Top of TASK INPUTS

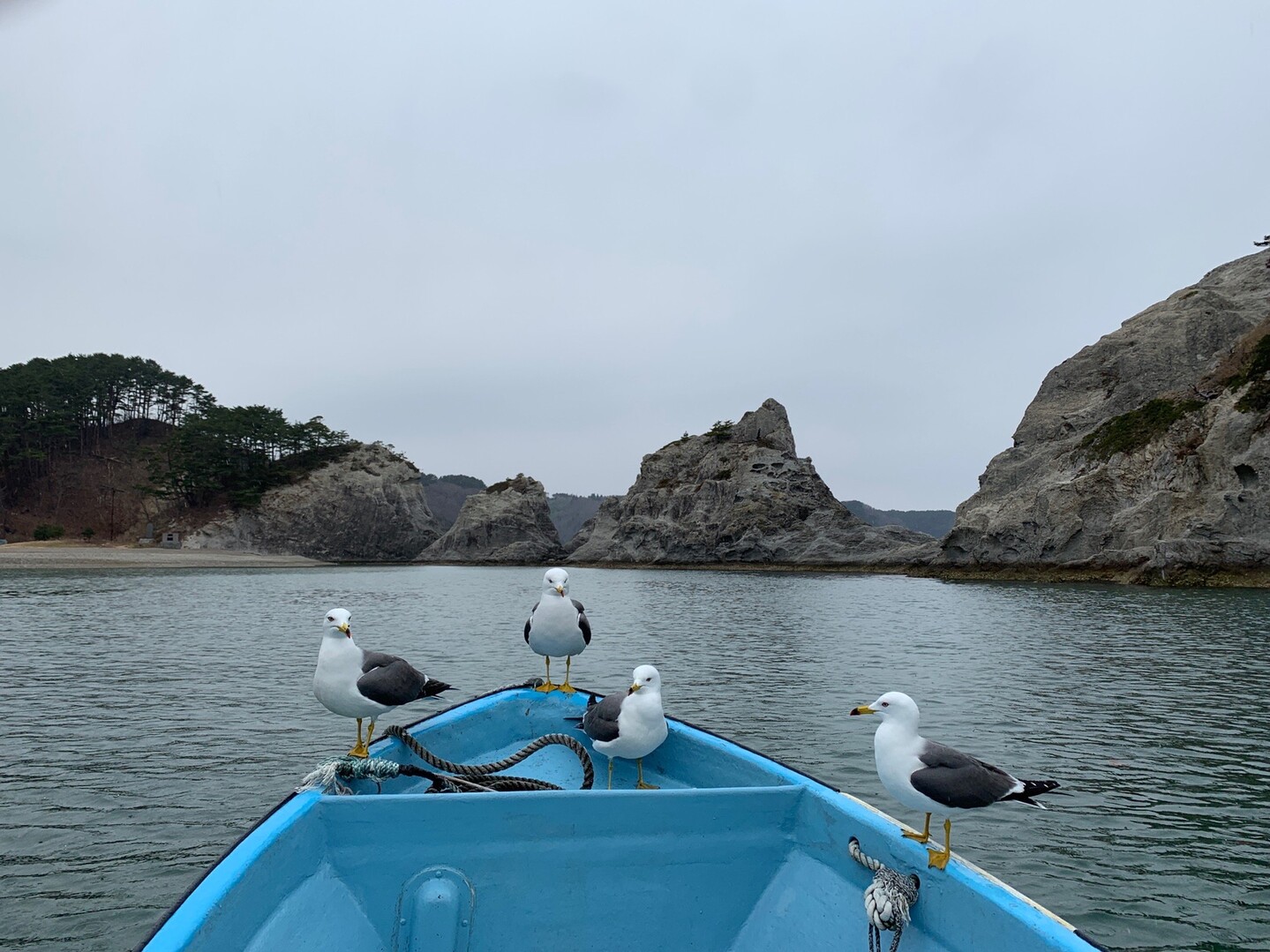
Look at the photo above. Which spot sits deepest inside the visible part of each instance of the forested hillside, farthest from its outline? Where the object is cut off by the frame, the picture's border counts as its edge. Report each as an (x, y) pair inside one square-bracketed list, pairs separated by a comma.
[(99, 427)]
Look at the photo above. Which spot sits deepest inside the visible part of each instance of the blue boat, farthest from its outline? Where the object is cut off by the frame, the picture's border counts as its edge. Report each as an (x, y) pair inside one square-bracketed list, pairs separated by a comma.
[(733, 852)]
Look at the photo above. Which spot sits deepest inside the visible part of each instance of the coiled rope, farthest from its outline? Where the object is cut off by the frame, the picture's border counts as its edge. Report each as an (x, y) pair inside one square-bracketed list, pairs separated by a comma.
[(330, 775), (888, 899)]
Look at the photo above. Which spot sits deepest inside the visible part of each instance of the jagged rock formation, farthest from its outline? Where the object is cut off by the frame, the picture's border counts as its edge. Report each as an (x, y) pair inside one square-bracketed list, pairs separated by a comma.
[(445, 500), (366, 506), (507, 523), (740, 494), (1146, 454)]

Bottom of TASK INPUTS
Top of TASK INPUTS

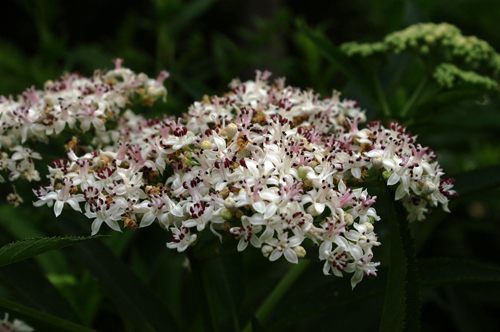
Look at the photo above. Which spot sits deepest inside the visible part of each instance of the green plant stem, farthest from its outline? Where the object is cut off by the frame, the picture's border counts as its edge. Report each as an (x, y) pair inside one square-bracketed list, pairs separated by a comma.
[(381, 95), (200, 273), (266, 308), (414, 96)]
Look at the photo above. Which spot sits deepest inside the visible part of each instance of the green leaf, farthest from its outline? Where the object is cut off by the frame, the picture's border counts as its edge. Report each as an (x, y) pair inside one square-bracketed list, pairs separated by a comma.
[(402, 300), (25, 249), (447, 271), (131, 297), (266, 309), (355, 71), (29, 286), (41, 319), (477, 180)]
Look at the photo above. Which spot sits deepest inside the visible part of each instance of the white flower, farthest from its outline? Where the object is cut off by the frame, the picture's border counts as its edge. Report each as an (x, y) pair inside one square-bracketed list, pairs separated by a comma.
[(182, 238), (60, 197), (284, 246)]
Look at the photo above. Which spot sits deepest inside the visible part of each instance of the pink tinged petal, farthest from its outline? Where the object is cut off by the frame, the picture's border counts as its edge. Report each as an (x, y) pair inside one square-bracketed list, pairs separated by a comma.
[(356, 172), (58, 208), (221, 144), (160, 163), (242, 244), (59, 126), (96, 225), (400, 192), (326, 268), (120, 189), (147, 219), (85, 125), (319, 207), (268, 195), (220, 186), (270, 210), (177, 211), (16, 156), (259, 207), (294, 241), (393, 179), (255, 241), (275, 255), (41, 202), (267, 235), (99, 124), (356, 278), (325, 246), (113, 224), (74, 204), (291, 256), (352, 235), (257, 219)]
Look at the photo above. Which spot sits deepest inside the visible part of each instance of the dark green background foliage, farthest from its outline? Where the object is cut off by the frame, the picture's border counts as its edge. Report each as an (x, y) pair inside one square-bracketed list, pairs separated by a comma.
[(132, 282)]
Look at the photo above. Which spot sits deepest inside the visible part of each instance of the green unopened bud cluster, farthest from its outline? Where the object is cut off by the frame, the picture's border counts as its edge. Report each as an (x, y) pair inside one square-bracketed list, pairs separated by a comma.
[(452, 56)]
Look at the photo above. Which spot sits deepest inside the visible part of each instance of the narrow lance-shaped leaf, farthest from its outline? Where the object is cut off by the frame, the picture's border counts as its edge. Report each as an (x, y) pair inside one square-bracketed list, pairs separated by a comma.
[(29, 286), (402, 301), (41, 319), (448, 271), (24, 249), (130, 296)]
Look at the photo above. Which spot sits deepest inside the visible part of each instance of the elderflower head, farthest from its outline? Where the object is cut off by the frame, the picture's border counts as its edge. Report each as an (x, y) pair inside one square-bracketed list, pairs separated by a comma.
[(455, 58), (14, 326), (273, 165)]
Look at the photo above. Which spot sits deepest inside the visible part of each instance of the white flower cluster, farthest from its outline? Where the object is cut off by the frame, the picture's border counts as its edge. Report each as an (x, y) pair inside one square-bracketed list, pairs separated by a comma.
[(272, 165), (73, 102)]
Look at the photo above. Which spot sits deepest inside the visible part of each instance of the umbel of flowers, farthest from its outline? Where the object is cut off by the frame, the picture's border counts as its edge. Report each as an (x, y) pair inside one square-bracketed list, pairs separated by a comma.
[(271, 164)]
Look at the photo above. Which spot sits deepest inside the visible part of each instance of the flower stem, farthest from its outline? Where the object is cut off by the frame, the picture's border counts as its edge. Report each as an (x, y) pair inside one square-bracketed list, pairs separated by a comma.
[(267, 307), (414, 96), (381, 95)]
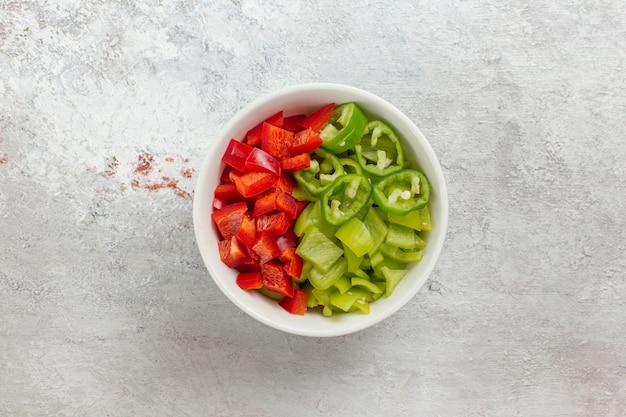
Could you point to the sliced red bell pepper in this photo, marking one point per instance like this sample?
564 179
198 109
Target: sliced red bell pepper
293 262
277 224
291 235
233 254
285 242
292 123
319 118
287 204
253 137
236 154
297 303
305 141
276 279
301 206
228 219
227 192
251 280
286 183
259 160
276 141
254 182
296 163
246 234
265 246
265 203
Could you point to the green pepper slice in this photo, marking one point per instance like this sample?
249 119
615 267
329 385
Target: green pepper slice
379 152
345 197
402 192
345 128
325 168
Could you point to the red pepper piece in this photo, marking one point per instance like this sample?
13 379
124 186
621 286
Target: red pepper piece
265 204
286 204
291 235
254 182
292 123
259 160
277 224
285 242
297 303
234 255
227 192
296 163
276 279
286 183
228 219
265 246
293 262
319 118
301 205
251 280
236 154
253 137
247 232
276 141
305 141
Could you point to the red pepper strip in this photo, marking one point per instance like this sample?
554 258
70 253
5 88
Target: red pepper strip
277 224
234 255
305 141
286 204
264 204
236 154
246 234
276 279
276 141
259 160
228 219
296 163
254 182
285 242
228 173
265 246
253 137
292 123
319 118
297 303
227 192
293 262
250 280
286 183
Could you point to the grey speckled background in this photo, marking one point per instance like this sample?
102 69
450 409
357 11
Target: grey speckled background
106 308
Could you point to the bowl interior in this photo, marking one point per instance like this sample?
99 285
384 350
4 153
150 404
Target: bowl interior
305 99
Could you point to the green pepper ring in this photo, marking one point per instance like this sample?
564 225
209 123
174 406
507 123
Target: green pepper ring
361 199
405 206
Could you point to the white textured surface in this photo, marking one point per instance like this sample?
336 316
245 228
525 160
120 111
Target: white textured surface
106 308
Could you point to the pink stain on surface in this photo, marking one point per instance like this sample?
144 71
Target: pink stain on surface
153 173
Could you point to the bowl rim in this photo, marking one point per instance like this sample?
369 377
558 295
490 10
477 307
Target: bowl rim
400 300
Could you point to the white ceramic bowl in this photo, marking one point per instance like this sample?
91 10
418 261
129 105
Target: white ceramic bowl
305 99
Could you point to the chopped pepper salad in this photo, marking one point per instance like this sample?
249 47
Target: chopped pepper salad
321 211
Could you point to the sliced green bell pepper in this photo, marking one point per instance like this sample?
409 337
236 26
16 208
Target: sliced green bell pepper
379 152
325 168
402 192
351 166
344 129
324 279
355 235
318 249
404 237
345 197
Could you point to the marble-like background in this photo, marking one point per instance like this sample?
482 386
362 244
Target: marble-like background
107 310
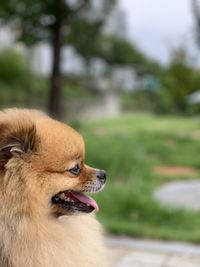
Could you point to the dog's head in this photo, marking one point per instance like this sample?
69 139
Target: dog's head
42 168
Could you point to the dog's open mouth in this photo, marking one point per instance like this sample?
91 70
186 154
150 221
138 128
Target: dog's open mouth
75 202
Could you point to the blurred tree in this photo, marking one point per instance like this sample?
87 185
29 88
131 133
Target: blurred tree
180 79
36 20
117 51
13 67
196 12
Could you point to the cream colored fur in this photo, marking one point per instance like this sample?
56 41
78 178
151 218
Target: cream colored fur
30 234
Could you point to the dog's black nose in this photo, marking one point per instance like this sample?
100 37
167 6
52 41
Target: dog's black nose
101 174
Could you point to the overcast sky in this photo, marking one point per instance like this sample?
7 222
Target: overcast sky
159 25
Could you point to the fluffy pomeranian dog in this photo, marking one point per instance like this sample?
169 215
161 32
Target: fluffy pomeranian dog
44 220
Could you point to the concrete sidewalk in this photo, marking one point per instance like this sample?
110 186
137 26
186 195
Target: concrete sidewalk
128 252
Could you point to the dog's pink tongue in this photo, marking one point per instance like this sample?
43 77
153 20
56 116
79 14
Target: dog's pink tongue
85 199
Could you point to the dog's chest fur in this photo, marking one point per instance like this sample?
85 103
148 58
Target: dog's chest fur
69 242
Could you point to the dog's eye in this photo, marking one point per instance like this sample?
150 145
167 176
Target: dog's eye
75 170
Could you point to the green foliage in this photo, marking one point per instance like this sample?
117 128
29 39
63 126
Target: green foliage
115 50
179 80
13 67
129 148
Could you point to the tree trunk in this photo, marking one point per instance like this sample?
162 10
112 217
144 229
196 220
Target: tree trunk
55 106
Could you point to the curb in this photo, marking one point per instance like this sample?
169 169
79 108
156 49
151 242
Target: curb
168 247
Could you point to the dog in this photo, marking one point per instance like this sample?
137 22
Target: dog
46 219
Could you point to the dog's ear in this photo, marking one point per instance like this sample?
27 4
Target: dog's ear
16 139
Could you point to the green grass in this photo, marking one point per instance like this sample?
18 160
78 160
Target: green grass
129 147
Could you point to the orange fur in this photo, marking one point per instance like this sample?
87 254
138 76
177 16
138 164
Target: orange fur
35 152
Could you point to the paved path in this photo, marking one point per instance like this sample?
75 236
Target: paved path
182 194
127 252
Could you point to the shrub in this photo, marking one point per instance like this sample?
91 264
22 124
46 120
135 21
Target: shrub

Bottom of TASK INPUTS

Could you return all lines from the records that include the word "shrub"?

» **OUTPUT BELOW**
Could you point to the shrub in this photo, marking one point per instance like this sample?
Target: shrub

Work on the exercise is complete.